Stored records
......

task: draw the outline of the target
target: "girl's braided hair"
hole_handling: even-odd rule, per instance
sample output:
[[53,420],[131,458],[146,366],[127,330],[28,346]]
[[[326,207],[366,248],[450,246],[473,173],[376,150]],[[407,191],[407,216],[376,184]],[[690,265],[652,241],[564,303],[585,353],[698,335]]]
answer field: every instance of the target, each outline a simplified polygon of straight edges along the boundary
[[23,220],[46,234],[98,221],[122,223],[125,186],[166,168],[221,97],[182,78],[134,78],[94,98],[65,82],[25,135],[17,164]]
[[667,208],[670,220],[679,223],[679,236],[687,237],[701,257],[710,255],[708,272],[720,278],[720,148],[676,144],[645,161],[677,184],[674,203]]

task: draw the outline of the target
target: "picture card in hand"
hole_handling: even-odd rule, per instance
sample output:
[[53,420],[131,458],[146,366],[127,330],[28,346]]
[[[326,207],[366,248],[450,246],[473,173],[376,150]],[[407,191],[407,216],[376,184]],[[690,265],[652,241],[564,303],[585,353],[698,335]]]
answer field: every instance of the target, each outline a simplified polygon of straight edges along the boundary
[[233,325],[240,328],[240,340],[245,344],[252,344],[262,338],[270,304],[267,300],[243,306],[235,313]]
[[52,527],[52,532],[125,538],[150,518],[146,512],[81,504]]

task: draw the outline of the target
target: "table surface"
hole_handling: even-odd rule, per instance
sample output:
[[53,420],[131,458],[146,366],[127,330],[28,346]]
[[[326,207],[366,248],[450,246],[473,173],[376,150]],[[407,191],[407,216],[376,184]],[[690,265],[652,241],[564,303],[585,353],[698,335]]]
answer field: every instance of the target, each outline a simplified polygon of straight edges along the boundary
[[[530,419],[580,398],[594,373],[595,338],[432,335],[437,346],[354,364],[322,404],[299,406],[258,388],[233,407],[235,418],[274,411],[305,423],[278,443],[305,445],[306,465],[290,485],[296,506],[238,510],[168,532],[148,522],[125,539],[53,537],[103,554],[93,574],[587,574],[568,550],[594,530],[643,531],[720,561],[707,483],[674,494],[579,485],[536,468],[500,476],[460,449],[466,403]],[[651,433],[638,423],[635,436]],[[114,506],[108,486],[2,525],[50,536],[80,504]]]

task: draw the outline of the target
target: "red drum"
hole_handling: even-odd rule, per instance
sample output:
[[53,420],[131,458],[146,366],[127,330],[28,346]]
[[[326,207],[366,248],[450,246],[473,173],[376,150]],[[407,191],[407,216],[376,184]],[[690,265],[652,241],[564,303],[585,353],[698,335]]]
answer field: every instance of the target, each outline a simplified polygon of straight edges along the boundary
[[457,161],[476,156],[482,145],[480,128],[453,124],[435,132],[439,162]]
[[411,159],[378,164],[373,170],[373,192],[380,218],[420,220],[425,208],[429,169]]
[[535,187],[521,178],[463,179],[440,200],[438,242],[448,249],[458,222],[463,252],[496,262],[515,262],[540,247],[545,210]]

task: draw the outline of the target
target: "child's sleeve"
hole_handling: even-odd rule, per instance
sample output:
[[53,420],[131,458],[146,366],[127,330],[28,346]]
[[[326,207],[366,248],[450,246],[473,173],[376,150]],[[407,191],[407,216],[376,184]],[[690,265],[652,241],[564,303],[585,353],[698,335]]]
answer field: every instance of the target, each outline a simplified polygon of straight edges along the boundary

......

TASK PROMPT: All of the entries should be repeated word for word.

THE ANSWER:
task: draw the outline of the target
target: "girl's braided hair"
hole_handling: even-odd rule, per instance
sample output:
[[53,420],[131,458],[146,366],[127,330],[28,346]]
[[[326,207],[366,248],[450,246],[473,173],[376,150]],[[407,191],[407,216],[376,184]],[[690,265],[652,241],[564,303],[585,353],[698,335]]]
answer field: every instance of the target, each outline a simplified polygon of straight edges along the boundary
[[23,220],[46,234],[98,221],[122,223],[125,186],[166,168],[221,97],[182,78],[134,78],[94,98],[65,82],[25,135],[17,164]]
[[667,208],[670,220],[679,223],[679,236],[687,237],[701,257],[710,255],[708,272],[720,278],[720,148],[676,144],[645,161],[677,184],[674,203]]

task: draw the outline of the target
target: "picture card in hand"
hole_handling: even-odd rule, per instance
sample output:
[[53,420],[131,458],[146,366],[127,330],[28,346]]
[[[326,207],[366,248],[450,246],[473,173],[376,150]],[[407,191],[407,216],[376,184]],[[690,265],[652,241],[564,303],[585,353],[698,335]]]
answer field: every instance of the target, each outline a simplified polygon of straight edges along the boundary
[[233,325],[240,328],[240,340],[245,344],[252,344],[262,338],[270,304],[267,300],[243,306],[235,313]]
[[52,527],[52,532],[125,538],[150,518],[146,512],[81,504]]

task: draw the outline of the target
target: "table surface"
hole_handling: even-odd rule, per instance
sample output:
[[53,420],[131,458],[146,366],[127,330],[28,346]]
[[[326,207],[366,248],[450,246],[473,173],[376,150]],[[407,191],[407,216],[376,184]],[[690,265],[652,241],[564,303],[585,353],[698,335]]]
answer field: every instance of the target, each outline a simplified polygon of straight edges along the boundary
[[[530,419],[580,398],[594,373],[595,338],[432,335],[437,346],[354,364],[322,404],[299,406],[258,388],[233,407],[235,418],[274,411],[305,423],[278,443],[305,445],[306,465],[290,485],[296,506],[238,510],[168,532],[148,522],[125,539],[53,537],[103,554],[93,574],[587,574],[568,550],[594,530],[643,531],[720,561],[707,483],[674,494],[579,485],[536,468],[500,476],[460,449],[466,403]],[[651,433],[638,423],[635,436]],[[114,506],[108,486],[2,525],[50,536],[80,504]]]

task: draw the outline of the target
target: "red drum"
hole_handling: even-odd rule, per instance
sample output:
[[53,420],[131,458],[146,366],[127,330],[28,346]]
[[[326,207],[366,248],[450,246],[473,173],[376,150]],[[407,191],[407,216],[376,184]],[[690,265],[652,241],[564,303],[585,353],[698,335]]]
answer field: every instance of the target, each outline a simplified polygon of straight edges along the boundary
[[457,161],[476,156],[482,145],[480,128],[453,124],[435,132],[439,162]]
[[411,159],[378,164],[373,170],[373,192],[380,218],[420,220],[425,208],[429,169]]
[[535,187],[521,178],[463,179],[440,200],[438,242],[448,249],[458,222],[463,252],[496,262],[515,262],[540,247],[545,210]]

task: draw the outline of the target
target: "child's sleeve"
hole_handling: even-odd rule, per instance
sample output:
[[53,420],[131,458],[146,366],[127,330],[28,346]]
[[[326,207],[366,248],[450,246],[473,173],[376,150]],[[407,191],[407,216],[376,184]],[[690,265],[652,241],[564,303],[585,353],[698,335]]]
answer field: every instance of the target, each outline a simplified polygon of straight edges along the boundary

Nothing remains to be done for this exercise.